▶ _EXTRACT_
◇ ◇ ◇ ◇ ◇ ◇ ◇

Some may consider the United States a land of free and unlimited access to knowledge. Others argue differently, that our access to knowledge is limited due to the banning of books.
The integrity of free access to education and knowledge is often challenged in the United States, but various organizations such as the American Library Association (ALA) push back. The ALA annually releases a list of the most-challenged and banned books in the United States in celebration of Banned Books Week, which began Sept. 27.
Topping the list in 2014 was “The Absolutely True Diary of a Part-Time Indian” by Sherman Alexie. Banned in Idaho schools in 2014 for its “sexually explicit scenes,” “offensive language” and “anti-Christian views,” the novel depicts the story of young Junior as he leaves his school on the Spokane Indian Reservation to attend an all-white high school.
According to the National Coalition Against Censorship, “The Absolutely True Diary of a Part-Time Indian” is a regularly challenged book, with six challenges or bans by various institutions in the first six months of 2014 alone.
“It’s hard to imagine that anyone who has read Alexie’s book in its entirety would try to have it banned,” Acacia O’Connor, a spokesperson for the Coalition, said. “Some of the main character’s frank comments — about masturbation, questioning God — make adults uncomfortable. But we can’t hide things from young people, 16-year-olds in this case, because they might be uncomfortable to think or talk about.”
The top four books on the ALA list last year were all by authors of color: Sherman Alexie, Marjane Satrapi, Toni Morrison and Khaled Hosseini. After the release of the list in 2014, author Sherman Alexie took to Twitter to celebrate by posting “I am the proud author of the most banned/challenged book of 2014!”

◇ ◇ ◇ ◇ ◇ ◇ ◇

▶ _RECORDED INFORMATION_
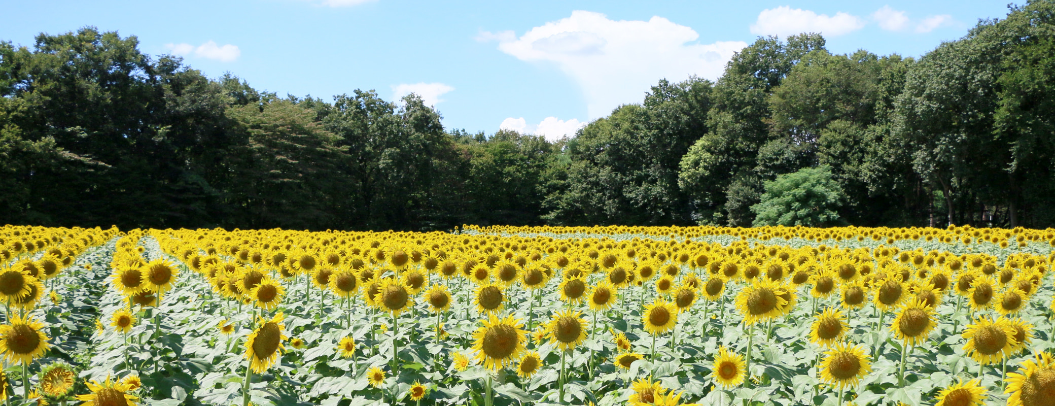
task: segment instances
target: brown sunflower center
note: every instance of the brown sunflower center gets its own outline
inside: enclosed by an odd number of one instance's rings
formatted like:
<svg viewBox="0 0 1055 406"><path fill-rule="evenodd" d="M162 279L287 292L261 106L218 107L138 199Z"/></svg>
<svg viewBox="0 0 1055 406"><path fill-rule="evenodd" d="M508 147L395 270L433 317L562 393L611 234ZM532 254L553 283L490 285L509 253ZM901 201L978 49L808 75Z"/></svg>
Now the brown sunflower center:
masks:
<svg viewBox="0 0 1055 406"><path fill-rule="evenodd" d="M861 360L849 352L837 352L828 364L828 373L839 381L849 380L861 370Z"/></svg>
<svg viewBox="0 0 1055 406"><path fill-rule="evenodd" d="M768 288L752 290L747 295L747 311L751 314L765 314L776 308L776 292Z"/></svg>
<svg viewBox="0 0 1055 406"><path fill-rule="evenodd" d="M832 340L843 332L843 322L837 317L821 317L817 323L817 336L821 340Z"/></svg>
<svg viewBox="0 0 1055 406"><path fill-rule="evenodd" d="M864 303L864 289L860 286L851 286L846 289L845 294L843 294L843 302L847 305L857 306Z"/></svg>
<svg viewBox="0 0 1055 406"><path fill-rule="evenodd" d="M279 296L279 289L274 285L261 285L256 288L256 299L263 303L271 303Z"/></svg>
<svg viewBox="0 0 1055 406"><path fill-rule="evenodd" d="M652 326L666 326L670 322L670 311L664 306L656 306L649 311L649 324Z"/></svg>
<svg viewBox="0 0 1055 406"><path fill-rule="evenodd" d="M7 332L7 349L16 354L27 354L40 346L40 334L26 324L15 324Z"/></svg>
<svg viewBox="0 0 1055 406"><path fill-rule="evenodd" d="M915 337L923 333L929 325L931 316L927 315L926 311L918 308L908 308L901 313L901 318L898 322L898 330L905 336Z"/></svg>
<svg viewBox="0 0 1055 406"><path fill-rule="evenodd" d="M986 355L992 355L1008 344L1008 334L997 326L989 325L978 328L974 336L975 349Z"/></svg>
<svg viewBox="0 0 1055 406"><path fill-rule="evenodd" d="M277 323L267 322L256 329L256 337L253 339L253 353L258 360L266 360L279 350L282 344L282 329Z"/></svg>
<svg viewBox="0 0 1055 406"><path fill-rule="evenodd" d="M480 293L477 297L480 302L480 307L486 310L495 310L499 306L502 306L502 290L497 286L485 286L480 289Z"/></svg>
<svg viewBox="0 0 1055 406"><path fill-rule="evenodd" d="M518 339L517 331L513 326L499 324L487 328L480 347L486 356L505 360L516 351L519 344Z"/></svg>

◇ ◇ ◇ ◇ ◇ ◇ ◇

▶ _REQUESTS_
• 1. Translate this sentence from the article on banned books into Spanish: "Some may consider the United States a land of free and unlimited access to knowledge."
• 2. Pick up the article on banned books after its final sentence and write the next part.
The records aren't needed for this.

▶ _OUTPUTS FOR THE TASKS_
• 1. Algunos pueden considerar a Estados Unidos una tierra de acceso libre e ilimitado al conocimiento.

• 2.
“I think it’s absurd to ban knowledge and intellectual exploration,” Emily Thompson, a DePaul peace, justice and conflict studies major, said. “Banning individuals’ ability to use books as a way to gain opinions and to gain understanding of people that are different than them is wrong.”
While institutions and parents are often accused of censorship, they are not the only guilty parties in the effort to restrict access to controversial material.
This past summer, some incoming freshmen at Duke University refused to read the summer reading selection “Fun Home: a Family Tragicomic” by Alison Bechdel, a New York Times best-selling author. The graphic novel, which was recently adapted into a Tony-winning musical, tells the story of the author, a lesbian cartoonist, and her relationship with her closeted father.
Duke University student Brian Grasso said reading “Fun Home” “may compromise my personal Christian moral beliefs,” in an interview with The Duke Chronicle.
Grasso went on to write an article for the Washington Post describing his decision not to read the book.
“In the Bible, Jesus forbids his followers from exposing themselves to anything pornographic,” Grasso said. ‘“But I tell you that anyone who looks at a woman lustfully has already committed adultery with her in his heart,’ he says in Matthew 5:28-29. ‘If your right eye causes you to stumble, gouge it out and throw it away.’ This theme is reiterated by Paul who warns, ‘flee from sexual immorality.’”
Many students and professors feel that there is something incredibly appealing about banned books, leading to many of them to become successes.
“My favorite banned book is ‘The Catcher in the Rye,’” Abbey Mazur, a graphic design major, said. “I think banned books are really appealing because their messages go against conventional thinking and cause you to reevaluate your own ideas.”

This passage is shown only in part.